*Data listing*.
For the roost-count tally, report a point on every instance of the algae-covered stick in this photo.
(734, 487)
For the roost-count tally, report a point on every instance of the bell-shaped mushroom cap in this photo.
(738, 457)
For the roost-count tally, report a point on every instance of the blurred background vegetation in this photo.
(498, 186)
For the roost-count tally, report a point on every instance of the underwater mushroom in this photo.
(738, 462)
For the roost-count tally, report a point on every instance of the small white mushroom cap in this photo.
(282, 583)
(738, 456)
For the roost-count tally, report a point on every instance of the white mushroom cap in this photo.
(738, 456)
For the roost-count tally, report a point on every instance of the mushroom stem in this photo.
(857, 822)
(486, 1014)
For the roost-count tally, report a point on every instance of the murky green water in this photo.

*Prompt*.
Reproduce every one of the records above verbatim, keeping each line in its original order.

*Full solution*.
For the roost-count tally, report a point on every instance of the algae-covered stick in this photo.
(734, 487)
For the roost-count tally, report a point on every instance of the bell-shaped mushroom cap in this photo.
(738, 457)
For the roost-count tally, report a point on every instance of the blurred background vegetation in this photo.
(498, 186)
For the roost-count tally, report a point on every instance of the underwater mushroom in this photo.
(738, 462)
For the roost-count tally, report a point on every instance of the small white mushroom cap in this photo.
(282, 583)
(738, 456)
For the roost-count tally, report a point on every instance of the white mushroom cap in this photo.
(738, 456)
For the roost-count tally, report a point on every instance of the mushroom stem in this photo.
(857, 822)
(486, 1014)
For the roost-count tally, report a point on every instance of the murky green water in this photo.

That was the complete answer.